• _Source excerpt_:
════

In confronting the literary tradition of pastoral then, in opposing to it a world of contemporary or just-outgrown pastoral reality, Wordsworth and some of his immediate predecessors like George Crabbe in effect draw a line, apparently for ever, between the classical and the modern pastoral. Corin and Phyllis, generic names for an entire host of shepherds and shepherdesses of the antique tradition, function only in the world of literature; their dwelling-place is in a golden country of the imagination called Arcadia, and their time is that timeless time of the mind in regression from reality. They are shepherds hardly at all, for their real interests are love and poetry, and they are really only the occasion for poetry. By contrast, the shepherds of Wordsworth are real; they inhabit a familiar landscape of Grasmere Vale and Helvellyn, and they move in the world of the present or at least of the proximate past; they are the subject-matter of poetry. When Wordsworth in 1800 published a poem about realistic though idealized contemporary shepherd life called Michael and boldly subtitled it ‘A Pastoral Poem’, he was in effect challenging an entire conception of pastoral: the day of the courtly Corin was over. Earlier still, in 1783, when George Crabbe in The Village complained that ‘To sing of shepherds is an easy task’, his concern for the harried shepherd forced to beg from ‘Nature’s niggard hand’ led him to open attack upon the conventions of classical pastoral:
I grant indeed that fields and flocks have charms
For him that grazes or for him that farms;
But when amid such pleasing scenes I trace
The poor laborious natives of the place,
And see the midday sun, with fervid ray,
On their bare heads and dewy temples play;
While some, with feebler heads and fainter hearts,
Deplore their fortune, yet sustain their parts,
Then shall I dare these real ills to hide
In tinsel trappings of poetic pride?
(Book I, 39–48)
Even from so brief a consideration of pastoral from the point of view of those for whom and by whom one of its versions, the oldest and most long-lived, was definitely ended, it becomes apparent that the definition of pastoral is no simple matter. In the first place, from the time when Arcadia goes – from the Romantics thenceforward – all pastoral myths are essentially private pastoral myths. In the second place, the change of myth involves a change of attitude. In the universal myth of Arcadia we have a world of leisure, song and love that represents an idealization; in the private myth, what Wordsworth calls the ‘dignities of plain occurrence’, real though idealized, and interfused, perhaps inseparable from, a strong humanitarian sentiment. Now the emotions of pity and indignation are not only foreign, they are wholly inapplicable to the shepherd of the old pastoral. At first glance, the Arcadians are so comparatively felicitous in their lives and apparently so remote from actuality, that the question of sympathy for their lot never arises. The question is not one of mere heartlessness in our forebears, and a word of explanation upon this point is necessary. In general, classical pastoral begins with a conception of man and of human nature and locates it in a specific type, the shepherd, the simplicity of whose life is the goal towards which all existence strives; of that life, the individual details, the labours and vicissitudes, are neither insisted upon nor ignored; they are out of the question. The shepherd remains first and foremost an emblem of humanity, a general rather than a specific type, and his afflictions and joys are universal. The process is reversed in the romantic pastoral, which begins with the individual figure, concentrates upon his hard lot in life, and then magnifies him, almost insensibly, into a figure of titanic proportions, an emblem of general Humanity. In modern pastoral, the figure of the shepherd, whether idealized or real, vanishes entirely, his place being taken by some relatively simple figure, sometimes the worker, more usually the child.

════

• _Data rows_:

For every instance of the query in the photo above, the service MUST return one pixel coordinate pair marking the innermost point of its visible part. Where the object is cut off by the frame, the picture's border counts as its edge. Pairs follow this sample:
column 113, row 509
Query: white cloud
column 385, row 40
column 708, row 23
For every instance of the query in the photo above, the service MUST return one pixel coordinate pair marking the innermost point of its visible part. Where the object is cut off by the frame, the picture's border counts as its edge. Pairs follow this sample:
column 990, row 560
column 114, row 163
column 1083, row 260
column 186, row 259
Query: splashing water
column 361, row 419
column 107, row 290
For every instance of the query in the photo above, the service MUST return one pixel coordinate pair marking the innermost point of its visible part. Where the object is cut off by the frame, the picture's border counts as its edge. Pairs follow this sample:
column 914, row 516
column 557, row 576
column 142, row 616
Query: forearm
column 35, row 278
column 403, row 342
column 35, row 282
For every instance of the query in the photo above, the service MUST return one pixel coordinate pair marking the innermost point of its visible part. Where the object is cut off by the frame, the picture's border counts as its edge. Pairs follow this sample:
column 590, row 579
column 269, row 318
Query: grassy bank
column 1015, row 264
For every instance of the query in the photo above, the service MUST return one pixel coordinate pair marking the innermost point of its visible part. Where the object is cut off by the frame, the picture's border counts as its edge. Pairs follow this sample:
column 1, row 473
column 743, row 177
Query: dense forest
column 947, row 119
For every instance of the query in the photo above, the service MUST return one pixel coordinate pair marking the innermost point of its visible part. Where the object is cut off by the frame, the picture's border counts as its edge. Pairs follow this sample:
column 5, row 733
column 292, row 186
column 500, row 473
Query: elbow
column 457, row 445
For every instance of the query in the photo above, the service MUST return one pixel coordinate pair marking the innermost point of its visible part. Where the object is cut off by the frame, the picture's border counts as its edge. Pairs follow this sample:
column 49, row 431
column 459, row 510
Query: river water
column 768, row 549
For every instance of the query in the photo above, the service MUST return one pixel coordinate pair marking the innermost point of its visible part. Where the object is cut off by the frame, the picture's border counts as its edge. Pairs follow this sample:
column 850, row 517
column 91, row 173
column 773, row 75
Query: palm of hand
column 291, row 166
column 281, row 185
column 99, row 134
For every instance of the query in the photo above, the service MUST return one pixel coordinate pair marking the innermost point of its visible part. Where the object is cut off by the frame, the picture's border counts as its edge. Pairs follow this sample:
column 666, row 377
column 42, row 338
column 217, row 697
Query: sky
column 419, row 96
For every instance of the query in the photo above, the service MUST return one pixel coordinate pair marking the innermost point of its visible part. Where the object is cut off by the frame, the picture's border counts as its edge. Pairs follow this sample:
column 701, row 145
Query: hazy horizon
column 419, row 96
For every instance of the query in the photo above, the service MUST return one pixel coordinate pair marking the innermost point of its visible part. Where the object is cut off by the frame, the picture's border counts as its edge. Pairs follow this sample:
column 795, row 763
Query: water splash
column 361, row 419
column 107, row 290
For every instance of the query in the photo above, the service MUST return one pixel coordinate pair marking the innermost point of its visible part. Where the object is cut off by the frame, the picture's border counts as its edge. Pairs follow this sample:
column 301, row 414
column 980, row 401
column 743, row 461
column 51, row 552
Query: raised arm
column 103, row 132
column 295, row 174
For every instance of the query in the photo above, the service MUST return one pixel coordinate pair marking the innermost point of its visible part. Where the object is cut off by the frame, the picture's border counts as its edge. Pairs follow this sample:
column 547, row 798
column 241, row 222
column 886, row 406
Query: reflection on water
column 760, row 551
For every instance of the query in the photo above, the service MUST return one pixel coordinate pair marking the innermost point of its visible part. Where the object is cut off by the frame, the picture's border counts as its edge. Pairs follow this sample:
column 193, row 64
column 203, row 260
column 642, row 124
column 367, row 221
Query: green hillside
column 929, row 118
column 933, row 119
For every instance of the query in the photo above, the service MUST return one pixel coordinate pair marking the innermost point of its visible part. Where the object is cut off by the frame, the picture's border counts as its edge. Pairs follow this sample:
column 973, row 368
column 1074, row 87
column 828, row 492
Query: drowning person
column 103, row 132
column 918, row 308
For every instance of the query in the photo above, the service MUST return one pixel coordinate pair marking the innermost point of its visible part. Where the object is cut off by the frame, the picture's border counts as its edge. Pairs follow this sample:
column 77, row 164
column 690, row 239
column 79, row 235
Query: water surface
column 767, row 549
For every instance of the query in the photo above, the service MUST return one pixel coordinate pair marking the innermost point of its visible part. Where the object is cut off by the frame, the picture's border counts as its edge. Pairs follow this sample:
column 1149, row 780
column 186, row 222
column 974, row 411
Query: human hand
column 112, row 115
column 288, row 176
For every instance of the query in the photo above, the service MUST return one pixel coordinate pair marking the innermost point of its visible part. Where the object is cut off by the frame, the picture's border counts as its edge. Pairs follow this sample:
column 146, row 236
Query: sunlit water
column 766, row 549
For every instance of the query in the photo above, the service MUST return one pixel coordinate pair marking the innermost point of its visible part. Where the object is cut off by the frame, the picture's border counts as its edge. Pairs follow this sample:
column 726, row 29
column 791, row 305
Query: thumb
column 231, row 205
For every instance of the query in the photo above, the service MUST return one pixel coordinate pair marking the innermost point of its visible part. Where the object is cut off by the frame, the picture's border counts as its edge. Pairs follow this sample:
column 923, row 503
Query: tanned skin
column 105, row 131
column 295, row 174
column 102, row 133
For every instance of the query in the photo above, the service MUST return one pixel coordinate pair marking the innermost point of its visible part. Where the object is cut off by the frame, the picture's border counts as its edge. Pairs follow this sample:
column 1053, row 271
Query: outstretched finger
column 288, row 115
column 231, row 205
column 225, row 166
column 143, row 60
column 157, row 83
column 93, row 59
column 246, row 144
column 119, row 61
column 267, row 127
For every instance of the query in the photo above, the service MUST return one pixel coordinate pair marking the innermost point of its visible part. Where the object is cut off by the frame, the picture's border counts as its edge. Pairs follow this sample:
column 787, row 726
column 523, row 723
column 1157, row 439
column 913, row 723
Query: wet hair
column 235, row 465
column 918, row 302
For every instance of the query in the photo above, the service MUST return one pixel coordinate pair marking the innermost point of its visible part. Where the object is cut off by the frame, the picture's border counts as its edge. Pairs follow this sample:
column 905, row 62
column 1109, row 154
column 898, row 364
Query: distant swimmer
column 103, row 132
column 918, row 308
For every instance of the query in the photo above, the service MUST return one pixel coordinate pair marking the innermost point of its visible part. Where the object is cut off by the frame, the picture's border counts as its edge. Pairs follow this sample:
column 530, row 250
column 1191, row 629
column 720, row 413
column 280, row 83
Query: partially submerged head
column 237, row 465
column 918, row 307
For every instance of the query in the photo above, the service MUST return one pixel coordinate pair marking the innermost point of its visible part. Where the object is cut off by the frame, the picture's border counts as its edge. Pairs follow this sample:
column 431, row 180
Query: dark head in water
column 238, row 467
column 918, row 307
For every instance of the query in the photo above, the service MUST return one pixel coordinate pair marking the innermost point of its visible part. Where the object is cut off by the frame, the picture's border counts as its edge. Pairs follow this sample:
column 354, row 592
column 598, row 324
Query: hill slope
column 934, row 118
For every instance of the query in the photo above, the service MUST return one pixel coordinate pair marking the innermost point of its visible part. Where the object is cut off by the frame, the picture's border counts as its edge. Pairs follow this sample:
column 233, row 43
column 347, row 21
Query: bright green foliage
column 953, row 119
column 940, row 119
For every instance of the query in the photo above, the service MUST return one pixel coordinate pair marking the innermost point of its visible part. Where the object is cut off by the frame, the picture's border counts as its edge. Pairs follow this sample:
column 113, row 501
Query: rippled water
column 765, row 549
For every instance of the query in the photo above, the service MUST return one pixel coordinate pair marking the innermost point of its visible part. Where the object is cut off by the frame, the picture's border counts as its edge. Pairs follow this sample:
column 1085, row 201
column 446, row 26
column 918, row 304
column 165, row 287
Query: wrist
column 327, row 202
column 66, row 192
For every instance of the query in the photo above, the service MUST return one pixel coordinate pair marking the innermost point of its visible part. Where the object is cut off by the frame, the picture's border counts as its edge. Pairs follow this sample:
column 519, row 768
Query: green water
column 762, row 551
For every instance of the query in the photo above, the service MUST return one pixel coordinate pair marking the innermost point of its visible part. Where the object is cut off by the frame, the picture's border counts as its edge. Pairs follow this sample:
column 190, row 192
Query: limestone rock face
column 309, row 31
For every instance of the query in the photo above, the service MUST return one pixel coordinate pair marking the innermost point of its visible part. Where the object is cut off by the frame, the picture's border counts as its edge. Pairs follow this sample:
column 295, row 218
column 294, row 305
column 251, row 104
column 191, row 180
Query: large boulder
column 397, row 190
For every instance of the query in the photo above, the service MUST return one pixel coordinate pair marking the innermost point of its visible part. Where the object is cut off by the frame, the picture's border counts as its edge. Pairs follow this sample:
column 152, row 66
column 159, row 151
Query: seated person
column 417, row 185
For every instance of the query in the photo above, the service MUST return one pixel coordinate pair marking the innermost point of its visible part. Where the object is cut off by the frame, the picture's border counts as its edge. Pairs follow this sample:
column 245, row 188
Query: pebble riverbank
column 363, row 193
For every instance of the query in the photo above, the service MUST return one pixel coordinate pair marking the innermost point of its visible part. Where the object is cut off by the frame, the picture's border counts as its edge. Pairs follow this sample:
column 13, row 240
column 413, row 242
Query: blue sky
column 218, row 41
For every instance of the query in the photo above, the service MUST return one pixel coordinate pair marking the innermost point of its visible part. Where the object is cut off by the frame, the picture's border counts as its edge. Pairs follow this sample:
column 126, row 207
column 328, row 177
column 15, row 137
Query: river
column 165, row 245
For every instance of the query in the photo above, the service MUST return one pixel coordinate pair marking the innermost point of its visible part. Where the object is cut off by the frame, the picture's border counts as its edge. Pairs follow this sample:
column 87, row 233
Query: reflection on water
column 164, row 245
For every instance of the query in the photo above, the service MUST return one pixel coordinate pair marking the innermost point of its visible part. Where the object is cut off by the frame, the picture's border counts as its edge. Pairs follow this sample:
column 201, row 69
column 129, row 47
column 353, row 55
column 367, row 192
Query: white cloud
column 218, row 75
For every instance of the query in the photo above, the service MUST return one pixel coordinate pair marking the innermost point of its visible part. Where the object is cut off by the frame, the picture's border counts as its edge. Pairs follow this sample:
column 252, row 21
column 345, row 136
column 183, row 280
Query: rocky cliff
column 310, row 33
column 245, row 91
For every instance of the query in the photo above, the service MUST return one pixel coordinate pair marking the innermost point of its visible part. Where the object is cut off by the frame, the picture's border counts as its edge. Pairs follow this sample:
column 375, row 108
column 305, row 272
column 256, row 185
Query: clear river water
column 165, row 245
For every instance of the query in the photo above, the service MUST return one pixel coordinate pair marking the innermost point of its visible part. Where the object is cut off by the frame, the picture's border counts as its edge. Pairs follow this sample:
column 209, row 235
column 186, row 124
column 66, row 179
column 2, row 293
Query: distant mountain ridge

════

• _Requests_:
a) Answer each of these from the passage on pastoral:
(i) In what year did Wordsworth publish Michael?
(ii) What is the title of the poem George Crabbe published in 1783?
(iii) In modern pastoral, what figure most usually takes the shepherd's place?
b) Reproduce the part of the rows that opens with their first line and closes with the line containing "column 708, row 23", including both of those lines.

• _Solutions to each task_:
a)
(i) 1800
(ii) The Village
(iii) The child

b)
For every instance of the query in the photo above, the service MUST return one pixel coordinate pair marking the innermost point of its visible part. Where the object is cut off by the frame, the picture's border counts as its edge. Pairs follow this sample:
column 113, row 509
Query: white cloud
column 385, row 40
column 708, row 23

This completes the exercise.